- **DATA SUPPLIED**:
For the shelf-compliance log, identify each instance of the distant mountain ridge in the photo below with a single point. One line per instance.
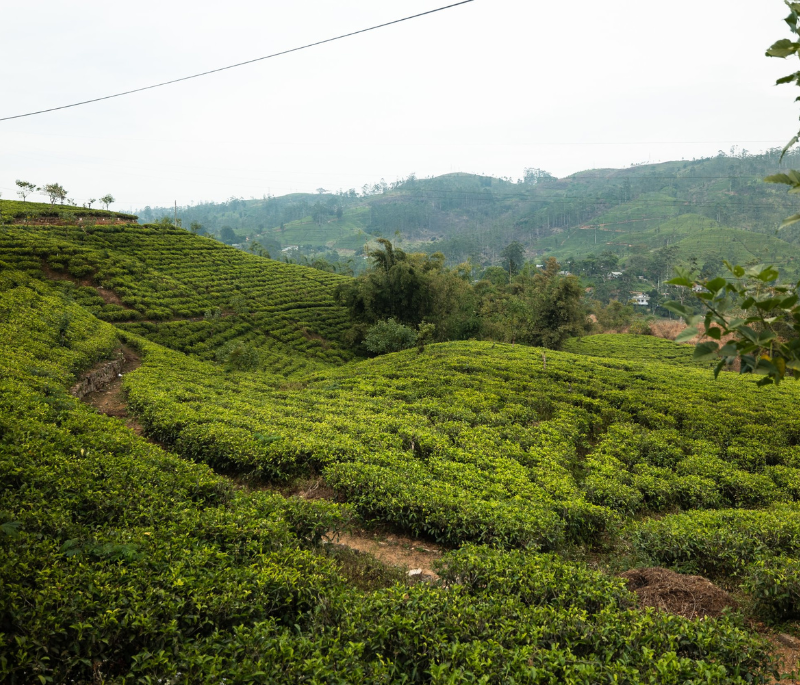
(704, 205)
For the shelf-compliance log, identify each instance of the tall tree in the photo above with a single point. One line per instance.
(56, 192)
(25, 189)
(513, 257)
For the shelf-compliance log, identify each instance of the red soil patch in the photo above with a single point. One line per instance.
(109, 399)
(109, 296)
(414, 556)
(688, 596)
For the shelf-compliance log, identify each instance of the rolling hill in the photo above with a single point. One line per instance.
(197, 530)
(188, 292)
(468, 216)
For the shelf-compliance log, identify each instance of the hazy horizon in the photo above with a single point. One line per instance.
(487, 88)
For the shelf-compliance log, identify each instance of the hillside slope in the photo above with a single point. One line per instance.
(469, 216)
(187, 292)
(122, 561)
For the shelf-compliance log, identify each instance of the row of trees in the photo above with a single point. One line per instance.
(57, 193)
(533, 306)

- **ACTIVITY**:
Word for word, restate the lines running from the one containing "of the rolling" through the final line of the records above, and nothing besides.

- **EXERCISE RESULT**:
For the shelf-compliance log, identify each instance of the rolling hill in the photo above with a single point. One line per instance.
(197, 530)
(188, 292)
(468, 216)
For the shelf-compliance log, identify each instance of the hazy horizon in the photo above with a single point. One line per instance.
(487, 88)
For the shelf-compliance log, identify each instance of the hillside slope in the photo above with a single point. One line per instance.
(469, 216)
(187, 292)
(122, 561)
For the shelf-compliance log, identify each instance of the row of trees in the photo above with a single point. One line per instance.
(57, 193)
(533, 306)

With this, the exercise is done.